• _Reading passage_
◆ ◆ ◆ ◆ ◆

I have to disagree here, you are a SEXY "self-centered amoral slut with a hedonistic lifestyle of debauchery and prostitution." By the way the $100 I paid you was actually monopoly money but I figured since you were so slutty and busy jetsetting around the world to play with people you wouldn't notice. 😉

It is rare that I meet a couple that comes across as loving as the two of you, and I'm very happy for both of you and am glad I can count you both as friends. Many people here are not comfortable or happy with this type of lifestyle, that's fine it is not for everyone. In fact they are entitled to their opinion. I sincerely believe you and many other people are willing to respect that until it becomes a school yard name calling piss fight. At that point it is hard to respect the opinion when you cannot respect the person giving the opinion.

I have seen poly where it works well and have seen poly where it ends in disaster. I have seen the same for standard marriages as well. I think the chances of disaster with poly are higher than average only because you have more than two people involved and thus statistically it should occur more often. However, just like any other relationship you should decide if that relationship is the best one for you before undertaking it whether it be poly or just you and one other person.
 
LindyHopper said:
Sorry about my absence from this thread, which was obviously aimed at me. I was too busy being a "self-centered amoral slut whose hedonistic lifestyle of debauchery and prostitution precludes any meaningful conception of monogamy and commitment." But I'm glad no one on this forum thinks I'm morally inferior. 😉
Personally I think that a large part of morality is adding to the light of the world. So by my standards you're a moral step or two above a few people I've encountered in my time.

Drew says that anyone interested in practicing a polyamorous lifestyle should not marry, because they cannot be emotionally and sexually committed to that one other person.
That is likely true for Drew, and so it would be unwise for him to attempt polyamory (and it's fortunate indeed for him that tickling isn't sexual).

Marriage, in its essense, is a commitment of faith, sustained by love. It's the creation of a union out of disparate parts. What binds it together though is not sex: many marriages of long standing are sexless. The bonds of marriage are love, faith and support, each for the other.

◆ ◆ ◆ ◆ ◆

• _Material provided_
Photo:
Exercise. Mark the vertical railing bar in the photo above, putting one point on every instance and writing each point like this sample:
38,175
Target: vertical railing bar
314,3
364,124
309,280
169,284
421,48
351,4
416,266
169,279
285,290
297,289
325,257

◆ ◆ ◆ ◆ ◆

• _Task to carry out_
Reproduce the forum post on polyamory and marriage above in full, with every word, line break and character unchanged.

• _Solution for this exercise_
I have to disagree here, you are a SEXY "self-centered amoral slut with a hedonistic lifestyle of debauchery and prostitution." By the way the $100 I paid you was actually monopoly money but I figured since you were so slutty and busy jetsetting around the world to play with people you wouldn't notice. 😉

It is rare that I meet a couple that comes across as loving as the two of you, and I'm very happy for both of you and am glad I can count you both as friends. Many people here are not comfortable or happy with this type of lifestyle, that's fine it is not for everyone. In fact they are entitled to their opinion. I sincerely believe you and many other people are willing to respect that until it becomes a school yard name calling piss fight. At that point it is hard to respect the opinion when you cannot respect the person giving the opinion.

I have seen poly where it works well and have seen poly where it ends in disaster. I have seen the same for standard marriages as well. I think the chances of disaster with poly are higher than average only because you have more than two people involved and thus statistically it should occur more often. However, just like any other relationship you should decide if that relationship is the best one for you before undertaking it whether it be poly or just you and one other person.
 
LindyHopper said:
Sorry about my absence from this thread, which was obviously aimed at me. I was too busy being a "self-centered amoral slut whose hedonistic lifestyle of debauchery and prostitution precludes any meaningful conception of monogamy and commitment." But I'm glad no one on this forum thinks I'm morally inferior. 😉
Personally I think that a large part of morality is adding to the light of the world. So by my standards you're a moral step or two above a few people I've encountered in my time.

Drew says that anyone interested in practicing a polyamorous lifestyle should not marry, because they cannot be emotionally and sexually committed to that one other person.
That is likely true for Drew, and so it would be unwise for him to attempt polyamory (and it's fortunate indeed for him that tickling isn't sexual).

Marriage, in its essense, is a commitment of faith, sustained by love. It's the creation of a union out of disparate parts. What binds it together though is not sex: many marriages of long standing are sexless. The bonds of marriage are love, faith and support, each for the other.